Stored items
□ □ □ □ □
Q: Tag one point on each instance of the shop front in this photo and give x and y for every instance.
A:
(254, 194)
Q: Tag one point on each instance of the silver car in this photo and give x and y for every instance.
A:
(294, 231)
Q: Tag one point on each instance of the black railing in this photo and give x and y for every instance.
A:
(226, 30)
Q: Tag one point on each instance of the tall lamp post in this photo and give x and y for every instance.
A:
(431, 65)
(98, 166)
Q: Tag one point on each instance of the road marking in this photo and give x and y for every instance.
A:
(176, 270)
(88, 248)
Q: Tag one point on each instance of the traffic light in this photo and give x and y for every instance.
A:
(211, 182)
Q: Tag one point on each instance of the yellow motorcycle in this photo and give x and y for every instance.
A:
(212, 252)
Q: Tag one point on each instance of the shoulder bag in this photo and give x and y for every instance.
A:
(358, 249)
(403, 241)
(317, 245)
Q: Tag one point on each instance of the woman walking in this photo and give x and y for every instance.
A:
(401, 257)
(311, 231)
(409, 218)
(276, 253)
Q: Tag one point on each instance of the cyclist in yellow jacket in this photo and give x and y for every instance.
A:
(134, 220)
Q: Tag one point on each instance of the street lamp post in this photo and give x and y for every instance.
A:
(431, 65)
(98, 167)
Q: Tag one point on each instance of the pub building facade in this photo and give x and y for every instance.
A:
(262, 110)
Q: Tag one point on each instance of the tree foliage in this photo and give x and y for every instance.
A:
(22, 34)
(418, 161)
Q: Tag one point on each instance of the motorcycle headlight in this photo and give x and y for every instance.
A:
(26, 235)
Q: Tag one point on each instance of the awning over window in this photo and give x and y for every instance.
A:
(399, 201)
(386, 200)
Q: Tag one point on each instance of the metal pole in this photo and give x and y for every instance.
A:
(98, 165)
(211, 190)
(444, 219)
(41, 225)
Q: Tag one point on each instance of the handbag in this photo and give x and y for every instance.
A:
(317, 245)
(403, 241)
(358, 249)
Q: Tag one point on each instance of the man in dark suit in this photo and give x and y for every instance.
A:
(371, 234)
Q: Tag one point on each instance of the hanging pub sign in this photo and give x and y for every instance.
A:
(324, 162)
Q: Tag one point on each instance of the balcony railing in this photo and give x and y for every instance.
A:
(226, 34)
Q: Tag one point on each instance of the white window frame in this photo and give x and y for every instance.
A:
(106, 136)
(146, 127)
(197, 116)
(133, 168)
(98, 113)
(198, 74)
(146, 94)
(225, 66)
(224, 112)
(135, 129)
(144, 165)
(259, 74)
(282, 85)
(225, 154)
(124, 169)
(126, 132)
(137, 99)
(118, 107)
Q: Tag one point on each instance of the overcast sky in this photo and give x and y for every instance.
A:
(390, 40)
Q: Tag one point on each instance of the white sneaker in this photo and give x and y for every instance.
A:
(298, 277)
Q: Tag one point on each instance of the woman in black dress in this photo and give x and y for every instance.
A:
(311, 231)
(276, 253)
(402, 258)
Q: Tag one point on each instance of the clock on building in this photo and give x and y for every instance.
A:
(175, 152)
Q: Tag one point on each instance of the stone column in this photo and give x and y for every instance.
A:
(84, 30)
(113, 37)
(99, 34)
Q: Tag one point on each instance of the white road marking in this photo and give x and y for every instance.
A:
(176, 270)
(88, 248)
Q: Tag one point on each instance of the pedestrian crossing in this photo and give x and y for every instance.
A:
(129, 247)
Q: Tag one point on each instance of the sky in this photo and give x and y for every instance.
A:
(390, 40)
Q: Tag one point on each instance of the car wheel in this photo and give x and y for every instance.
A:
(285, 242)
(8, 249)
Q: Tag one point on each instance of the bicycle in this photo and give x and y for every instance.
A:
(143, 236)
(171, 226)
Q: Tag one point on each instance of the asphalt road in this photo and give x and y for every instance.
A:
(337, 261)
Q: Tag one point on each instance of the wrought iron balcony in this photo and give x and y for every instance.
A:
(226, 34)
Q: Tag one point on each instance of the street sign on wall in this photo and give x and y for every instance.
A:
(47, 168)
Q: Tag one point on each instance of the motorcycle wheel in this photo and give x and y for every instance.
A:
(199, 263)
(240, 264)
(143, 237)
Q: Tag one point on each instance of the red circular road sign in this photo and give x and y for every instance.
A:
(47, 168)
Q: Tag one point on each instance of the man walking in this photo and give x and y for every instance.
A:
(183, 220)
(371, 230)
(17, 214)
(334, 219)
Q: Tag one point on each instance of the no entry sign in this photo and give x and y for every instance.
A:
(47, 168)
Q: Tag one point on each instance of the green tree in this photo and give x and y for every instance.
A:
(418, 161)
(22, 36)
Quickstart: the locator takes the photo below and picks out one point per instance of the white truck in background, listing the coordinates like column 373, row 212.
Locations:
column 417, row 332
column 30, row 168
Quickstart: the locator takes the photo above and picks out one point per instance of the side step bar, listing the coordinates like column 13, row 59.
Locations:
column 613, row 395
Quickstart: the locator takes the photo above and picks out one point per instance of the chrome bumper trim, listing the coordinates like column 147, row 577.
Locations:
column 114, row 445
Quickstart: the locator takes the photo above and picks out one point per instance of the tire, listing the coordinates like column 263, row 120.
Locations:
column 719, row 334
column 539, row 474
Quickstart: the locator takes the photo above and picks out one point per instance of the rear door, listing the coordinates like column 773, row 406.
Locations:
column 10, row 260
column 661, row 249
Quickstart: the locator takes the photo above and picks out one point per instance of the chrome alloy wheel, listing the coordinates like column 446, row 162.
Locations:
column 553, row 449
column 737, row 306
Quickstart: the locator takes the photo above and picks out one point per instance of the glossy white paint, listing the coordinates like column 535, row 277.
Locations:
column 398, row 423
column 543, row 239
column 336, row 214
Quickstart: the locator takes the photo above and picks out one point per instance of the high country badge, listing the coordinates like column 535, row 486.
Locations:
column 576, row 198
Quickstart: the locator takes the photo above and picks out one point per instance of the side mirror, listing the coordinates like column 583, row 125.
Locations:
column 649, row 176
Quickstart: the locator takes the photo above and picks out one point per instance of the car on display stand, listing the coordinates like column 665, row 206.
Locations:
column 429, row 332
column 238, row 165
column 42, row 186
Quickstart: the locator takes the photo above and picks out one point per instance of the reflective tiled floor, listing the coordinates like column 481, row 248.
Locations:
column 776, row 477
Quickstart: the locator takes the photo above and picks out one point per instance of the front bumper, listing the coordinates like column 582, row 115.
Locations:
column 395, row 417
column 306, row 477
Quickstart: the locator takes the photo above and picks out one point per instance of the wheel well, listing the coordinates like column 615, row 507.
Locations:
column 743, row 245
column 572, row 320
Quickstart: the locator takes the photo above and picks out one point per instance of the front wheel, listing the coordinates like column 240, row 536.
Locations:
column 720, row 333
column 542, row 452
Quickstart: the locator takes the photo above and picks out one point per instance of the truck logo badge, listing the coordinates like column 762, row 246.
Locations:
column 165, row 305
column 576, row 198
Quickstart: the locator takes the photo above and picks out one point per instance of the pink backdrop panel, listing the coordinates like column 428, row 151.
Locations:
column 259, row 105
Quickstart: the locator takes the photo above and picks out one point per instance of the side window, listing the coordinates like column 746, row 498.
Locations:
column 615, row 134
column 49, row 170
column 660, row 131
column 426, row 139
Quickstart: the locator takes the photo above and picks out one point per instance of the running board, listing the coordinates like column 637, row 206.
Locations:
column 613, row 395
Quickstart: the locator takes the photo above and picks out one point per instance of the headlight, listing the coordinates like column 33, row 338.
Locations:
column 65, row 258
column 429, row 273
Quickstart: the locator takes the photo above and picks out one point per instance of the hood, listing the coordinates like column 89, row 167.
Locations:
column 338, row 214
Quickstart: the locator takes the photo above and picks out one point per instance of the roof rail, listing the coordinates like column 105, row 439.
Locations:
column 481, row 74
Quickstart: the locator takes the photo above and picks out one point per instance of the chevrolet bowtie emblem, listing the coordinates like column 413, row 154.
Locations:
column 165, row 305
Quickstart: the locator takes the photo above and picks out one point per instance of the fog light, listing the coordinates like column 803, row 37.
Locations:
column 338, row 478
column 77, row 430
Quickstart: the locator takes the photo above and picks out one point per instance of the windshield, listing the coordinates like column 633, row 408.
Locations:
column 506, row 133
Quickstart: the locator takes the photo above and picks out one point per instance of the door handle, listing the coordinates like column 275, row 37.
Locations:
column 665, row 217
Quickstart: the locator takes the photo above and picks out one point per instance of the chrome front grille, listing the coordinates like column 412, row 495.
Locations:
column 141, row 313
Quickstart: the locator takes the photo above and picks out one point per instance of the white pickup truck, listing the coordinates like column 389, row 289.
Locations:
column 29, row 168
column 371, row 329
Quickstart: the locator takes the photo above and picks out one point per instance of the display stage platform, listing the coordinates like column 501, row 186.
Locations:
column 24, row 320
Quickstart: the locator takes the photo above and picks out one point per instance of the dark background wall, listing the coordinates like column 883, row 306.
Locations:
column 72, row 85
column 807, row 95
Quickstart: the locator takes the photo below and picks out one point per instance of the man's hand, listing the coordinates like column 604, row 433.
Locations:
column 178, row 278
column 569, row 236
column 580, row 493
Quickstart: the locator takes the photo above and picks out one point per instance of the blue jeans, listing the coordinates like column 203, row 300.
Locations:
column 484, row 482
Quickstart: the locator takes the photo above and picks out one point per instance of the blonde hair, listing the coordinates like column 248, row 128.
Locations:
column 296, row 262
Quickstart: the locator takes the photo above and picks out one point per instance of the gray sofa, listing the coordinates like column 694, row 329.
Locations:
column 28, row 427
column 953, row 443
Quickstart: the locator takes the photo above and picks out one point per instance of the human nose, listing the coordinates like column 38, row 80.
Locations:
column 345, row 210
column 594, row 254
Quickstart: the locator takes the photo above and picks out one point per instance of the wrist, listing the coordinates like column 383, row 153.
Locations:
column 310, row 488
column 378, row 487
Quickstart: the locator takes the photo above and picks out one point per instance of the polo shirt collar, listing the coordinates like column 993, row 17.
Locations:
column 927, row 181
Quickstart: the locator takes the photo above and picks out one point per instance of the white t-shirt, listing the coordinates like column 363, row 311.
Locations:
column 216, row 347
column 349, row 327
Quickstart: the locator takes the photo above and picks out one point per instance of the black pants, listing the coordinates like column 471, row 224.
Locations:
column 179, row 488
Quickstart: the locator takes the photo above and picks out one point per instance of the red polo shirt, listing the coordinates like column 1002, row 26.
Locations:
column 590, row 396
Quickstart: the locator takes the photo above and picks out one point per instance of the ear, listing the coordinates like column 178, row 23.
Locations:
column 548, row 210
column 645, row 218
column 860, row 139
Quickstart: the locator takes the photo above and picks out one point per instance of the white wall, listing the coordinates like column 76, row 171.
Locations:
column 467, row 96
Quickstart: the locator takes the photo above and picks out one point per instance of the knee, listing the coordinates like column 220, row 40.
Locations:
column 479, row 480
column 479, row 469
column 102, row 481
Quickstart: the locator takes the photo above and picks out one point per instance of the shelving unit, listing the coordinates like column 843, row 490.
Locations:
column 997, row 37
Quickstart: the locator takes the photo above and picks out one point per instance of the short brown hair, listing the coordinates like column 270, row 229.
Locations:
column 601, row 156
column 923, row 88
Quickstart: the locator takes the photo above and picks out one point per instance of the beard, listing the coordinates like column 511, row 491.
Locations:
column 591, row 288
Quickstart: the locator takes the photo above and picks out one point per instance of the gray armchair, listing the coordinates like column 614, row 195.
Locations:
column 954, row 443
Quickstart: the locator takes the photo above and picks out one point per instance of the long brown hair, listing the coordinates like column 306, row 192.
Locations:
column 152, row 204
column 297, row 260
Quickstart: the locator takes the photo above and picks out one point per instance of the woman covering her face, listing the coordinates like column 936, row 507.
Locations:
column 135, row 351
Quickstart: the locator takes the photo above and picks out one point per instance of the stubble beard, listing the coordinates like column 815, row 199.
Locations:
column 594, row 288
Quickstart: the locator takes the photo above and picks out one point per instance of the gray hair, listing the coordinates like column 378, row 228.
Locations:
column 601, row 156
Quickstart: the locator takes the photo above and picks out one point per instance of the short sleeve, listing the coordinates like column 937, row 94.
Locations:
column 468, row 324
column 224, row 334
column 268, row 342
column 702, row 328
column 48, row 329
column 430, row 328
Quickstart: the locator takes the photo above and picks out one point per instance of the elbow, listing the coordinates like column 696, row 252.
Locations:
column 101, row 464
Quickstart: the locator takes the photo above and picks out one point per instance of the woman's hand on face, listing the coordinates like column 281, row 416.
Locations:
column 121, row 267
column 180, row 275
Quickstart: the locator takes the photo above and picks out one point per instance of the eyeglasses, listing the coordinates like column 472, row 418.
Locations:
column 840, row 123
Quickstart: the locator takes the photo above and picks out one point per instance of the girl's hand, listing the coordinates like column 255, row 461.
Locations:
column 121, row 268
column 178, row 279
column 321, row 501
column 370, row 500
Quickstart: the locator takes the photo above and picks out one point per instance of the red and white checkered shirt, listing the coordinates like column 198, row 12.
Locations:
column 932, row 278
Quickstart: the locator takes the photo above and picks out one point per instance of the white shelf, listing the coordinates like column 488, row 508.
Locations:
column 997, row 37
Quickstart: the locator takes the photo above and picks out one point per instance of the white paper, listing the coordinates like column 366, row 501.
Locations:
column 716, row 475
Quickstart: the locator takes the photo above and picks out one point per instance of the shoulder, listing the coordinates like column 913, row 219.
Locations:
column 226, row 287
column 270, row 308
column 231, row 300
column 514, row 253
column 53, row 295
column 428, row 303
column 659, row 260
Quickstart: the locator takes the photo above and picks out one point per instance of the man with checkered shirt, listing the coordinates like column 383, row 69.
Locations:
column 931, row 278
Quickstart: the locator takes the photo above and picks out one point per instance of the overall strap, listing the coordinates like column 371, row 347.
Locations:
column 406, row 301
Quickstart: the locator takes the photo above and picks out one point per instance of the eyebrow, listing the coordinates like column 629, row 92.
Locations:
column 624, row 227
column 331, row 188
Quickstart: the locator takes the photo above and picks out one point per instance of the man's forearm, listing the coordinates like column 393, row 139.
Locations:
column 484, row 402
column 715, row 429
□ □ □ □ □
**Description of the task:** Whenever a line above includes the string "shoulder", copy it.

**Response:**
Q: Tag one point on each instance of the shoulder bag in this photo and give x and y for every instance.
Quickstart: the locator takes the photo above and picks out one point per instance of the shoulder, listing the coordinates like column 913, row 219.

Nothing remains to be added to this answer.